| What this task involves |
Please return every line of the records that contains the word "resolution".

| Dataset content |
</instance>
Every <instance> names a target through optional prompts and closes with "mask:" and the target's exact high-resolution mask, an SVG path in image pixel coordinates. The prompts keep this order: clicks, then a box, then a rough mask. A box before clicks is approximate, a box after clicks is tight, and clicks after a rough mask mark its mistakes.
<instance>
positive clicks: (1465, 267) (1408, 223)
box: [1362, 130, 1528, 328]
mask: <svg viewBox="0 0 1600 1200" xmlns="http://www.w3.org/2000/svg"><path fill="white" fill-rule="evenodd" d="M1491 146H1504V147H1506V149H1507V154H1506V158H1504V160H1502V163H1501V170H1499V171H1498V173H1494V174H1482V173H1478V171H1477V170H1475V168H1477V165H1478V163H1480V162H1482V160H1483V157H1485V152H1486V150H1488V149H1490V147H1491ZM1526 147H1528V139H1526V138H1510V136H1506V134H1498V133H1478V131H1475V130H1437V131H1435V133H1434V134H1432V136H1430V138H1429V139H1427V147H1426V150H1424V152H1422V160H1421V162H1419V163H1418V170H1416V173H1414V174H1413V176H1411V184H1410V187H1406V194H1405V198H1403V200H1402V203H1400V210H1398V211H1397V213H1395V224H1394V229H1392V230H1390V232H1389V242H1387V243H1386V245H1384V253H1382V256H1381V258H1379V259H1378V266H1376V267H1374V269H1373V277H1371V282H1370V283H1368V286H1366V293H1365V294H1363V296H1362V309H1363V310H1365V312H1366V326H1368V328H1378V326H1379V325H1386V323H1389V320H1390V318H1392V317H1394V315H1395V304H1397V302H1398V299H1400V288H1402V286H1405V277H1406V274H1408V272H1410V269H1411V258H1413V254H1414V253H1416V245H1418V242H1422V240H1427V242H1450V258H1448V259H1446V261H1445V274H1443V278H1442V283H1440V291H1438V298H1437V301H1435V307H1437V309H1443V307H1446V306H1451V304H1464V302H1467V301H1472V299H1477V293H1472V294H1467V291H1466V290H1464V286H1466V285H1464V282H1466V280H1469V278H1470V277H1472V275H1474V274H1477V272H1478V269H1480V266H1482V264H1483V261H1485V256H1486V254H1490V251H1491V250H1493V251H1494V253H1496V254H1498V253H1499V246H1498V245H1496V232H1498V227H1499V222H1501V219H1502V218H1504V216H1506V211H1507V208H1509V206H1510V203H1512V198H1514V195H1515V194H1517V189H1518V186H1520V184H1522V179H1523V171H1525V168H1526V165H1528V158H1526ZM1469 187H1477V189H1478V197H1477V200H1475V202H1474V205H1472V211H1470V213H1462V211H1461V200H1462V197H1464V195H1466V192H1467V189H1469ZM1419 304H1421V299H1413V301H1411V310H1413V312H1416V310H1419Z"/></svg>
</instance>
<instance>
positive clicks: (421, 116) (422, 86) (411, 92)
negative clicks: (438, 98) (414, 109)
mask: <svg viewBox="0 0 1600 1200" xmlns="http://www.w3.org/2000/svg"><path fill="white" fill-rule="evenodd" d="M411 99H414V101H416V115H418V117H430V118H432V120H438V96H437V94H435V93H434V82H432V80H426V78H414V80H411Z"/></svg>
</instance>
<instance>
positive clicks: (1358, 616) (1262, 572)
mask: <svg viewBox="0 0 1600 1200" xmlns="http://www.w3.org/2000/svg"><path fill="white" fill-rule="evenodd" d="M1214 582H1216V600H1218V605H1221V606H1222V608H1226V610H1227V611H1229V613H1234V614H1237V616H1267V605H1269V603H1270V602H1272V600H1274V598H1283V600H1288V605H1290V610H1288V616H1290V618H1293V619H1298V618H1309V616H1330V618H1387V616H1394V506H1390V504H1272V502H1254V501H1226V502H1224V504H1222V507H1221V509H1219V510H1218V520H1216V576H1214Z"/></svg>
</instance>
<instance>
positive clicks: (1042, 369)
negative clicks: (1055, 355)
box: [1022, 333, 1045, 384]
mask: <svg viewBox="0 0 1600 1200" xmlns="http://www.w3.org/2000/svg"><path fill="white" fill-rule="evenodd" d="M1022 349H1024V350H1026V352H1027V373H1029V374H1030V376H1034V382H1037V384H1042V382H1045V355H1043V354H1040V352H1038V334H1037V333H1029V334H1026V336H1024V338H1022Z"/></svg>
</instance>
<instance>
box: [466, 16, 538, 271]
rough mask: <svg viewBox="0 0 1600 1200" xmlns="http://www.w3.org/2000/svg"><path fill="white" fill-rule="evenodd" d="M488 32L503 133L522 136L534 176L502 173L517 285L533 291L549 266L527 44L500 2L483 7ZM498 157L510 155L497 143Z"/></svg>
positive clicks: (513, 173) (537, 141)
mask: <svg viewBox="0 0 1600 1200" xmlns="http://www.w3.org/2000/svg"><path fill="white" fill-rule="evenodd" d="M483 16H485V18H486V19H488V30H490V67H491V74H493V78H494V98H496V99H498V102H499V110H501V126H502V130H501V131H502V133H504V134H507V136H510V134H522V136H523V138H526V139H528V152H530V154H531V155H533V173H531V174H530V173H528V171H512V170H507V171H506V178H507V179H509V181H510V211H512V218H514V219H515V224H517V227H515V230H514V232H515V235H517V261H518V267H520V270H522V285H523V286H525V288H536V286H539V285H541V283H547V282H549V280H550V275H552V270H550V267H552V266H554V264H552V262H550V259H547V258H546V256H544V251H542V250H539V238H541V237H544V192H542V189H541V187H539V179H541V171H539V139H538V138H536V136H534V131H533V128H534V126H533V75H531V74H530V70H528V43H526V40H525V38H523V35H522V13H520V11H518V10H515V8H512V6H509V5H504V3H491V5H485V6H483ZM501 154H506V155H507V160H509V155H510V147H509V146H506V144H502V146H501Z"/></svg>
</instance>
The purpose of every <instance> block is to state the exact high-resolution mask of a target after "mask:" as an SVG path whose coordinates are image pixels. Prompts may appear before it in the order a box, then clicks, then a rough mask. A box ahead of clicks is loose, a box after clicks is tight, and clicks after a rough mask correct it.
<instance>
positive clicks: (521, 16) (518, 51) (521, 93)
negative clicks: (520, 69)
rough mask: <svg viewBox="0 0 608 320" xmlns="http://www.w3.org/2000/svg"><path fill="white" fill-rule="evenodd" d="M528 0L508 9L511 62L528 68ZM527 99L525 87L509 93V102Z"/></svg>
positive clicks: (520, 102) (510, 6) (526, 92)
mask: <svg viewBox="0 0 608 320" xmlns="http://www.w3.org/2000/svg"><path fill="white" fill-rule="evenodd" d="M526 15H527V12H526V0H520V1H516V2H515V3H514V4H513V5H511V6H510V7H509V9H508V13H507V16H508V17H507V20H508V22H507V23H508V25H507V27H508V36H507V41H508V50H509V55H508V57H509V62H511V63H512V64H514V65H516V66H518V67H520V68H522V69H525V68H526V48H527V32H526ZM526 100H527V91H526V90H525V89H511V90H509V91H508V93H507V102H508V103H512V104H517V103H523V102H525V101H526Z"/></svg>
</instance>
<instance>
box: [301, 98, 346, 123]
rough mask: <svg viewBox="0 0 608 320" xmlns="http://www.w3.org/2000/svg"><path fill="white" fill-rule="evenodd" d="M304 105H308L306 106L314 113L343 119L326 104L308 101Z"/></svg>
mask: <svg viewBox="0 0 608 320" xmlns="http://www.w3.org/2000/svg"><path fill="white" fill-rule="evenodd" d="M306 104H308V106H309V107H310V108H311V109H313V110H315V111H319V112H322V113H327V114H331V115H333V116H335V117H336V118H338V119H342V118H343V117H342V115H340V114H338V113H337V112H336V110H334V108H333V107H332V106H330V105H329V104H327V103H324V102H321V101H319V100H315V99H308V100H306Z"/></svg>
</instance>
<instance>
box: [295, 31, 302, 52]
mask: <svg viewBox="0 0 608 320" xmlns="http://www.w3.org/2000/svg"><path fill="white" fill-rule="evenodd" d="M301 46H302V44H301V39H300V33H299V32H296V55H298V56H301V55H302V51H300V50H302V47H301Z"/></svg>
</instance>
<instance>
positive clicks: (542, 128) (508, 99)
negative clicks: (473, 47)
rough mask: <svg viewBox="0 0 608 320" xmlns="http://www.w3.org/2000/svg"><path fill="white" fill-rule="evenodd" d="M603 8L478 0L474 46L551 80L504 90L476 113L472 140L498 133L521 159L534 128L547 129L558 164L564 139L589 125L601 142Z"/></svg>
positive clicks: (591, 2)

| Response area |
Every <instance> names a target through optional prompts and closes with "mask:" and the target's exact high-resolution mask, an SVG path in image pixel coordinates. The prompts keep this order: clicks, then a box, then a rough mask. A box before clicks is approximate, a box after clicks is tight, and clicks after a rough mask mark its mistakes.
The purpose of every <instance> block is to state the exact high-resolution mask of a target after "mask:" as an SVG path whose coordinates are image pixels. Prompts may appear before it in the order a box, then clicks, then a rough mask. A box ahead of clicks is loose, a box after clicks is tight, and clicks after a rough mask correct it.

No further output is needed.